Data extracted from a collection
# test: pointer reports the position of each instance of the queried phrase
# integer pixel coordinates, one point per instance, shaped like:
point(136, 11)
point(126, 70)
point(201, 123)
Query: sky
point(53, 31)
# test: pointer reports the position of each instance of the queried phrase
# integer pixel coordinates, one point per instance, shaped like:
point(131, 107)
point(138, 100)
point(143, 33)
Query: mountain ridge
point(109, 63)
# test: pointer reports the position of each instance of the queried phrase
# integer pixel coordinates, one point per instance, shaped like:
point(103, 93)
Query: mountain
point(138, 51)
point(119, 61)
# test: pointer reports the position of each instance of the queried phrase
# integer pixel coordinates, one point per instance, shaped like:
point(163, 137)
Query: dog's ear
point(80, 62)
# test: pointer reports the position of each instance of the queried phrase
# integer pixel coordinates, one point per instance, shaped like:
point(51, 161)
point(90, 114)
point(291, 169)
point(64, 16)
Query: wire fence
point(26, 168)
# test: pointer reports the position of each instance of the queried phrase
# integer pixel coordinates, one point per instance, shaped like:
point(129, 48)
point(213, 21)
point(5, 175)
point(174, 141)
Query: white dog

* What is expected *
Give back all of the entries above, unchanged in every word.

* Result of the task *
# test: pointer reports the position of each instance of the queried phrase
# integer pixel coordinates, one point per instance, shaped like:
point(136, 11)
point(126, 70)
point(201, 123)
Query: sky
point(53, 31)
# test: pointer reports the position of each instance of the queried phrase
# integer pixel coordinates, one point per instance, shaped like:
point(131, 107)
point(138, 100)
point(143, 33)
Query: mountain ridge
point(109, 63)
# test: pointer reports the position of each instance of the queried phrase
# integer pixel coordinates, one point per instance, shaped like:
point(103, 93)
Query: mountain
point(138, 51)
point(119, 61)
# test: pointer reports the position of each instance of the queried phrase
# integer pixel coordinates, one point per instance, shaped like:
point(163, 137)
Query: dog's ear
point(80, 62)
# test: pointer reports the position of each instance of the queried phrase
# integer pixel coordinates, one point per instance, shaped like:
point(51, 161)
point(90, 114)
point(291, 169)
point(64, 16)
Query: wire fence
point(26, 168)
# test: pointer reports the position of each instance of the queried phrase
# integer pixel coordinates, one point per instance, shaped like:
point(129, 48)
point(213, 21)
point(5, 175)
point(174, 141)
Query: white dog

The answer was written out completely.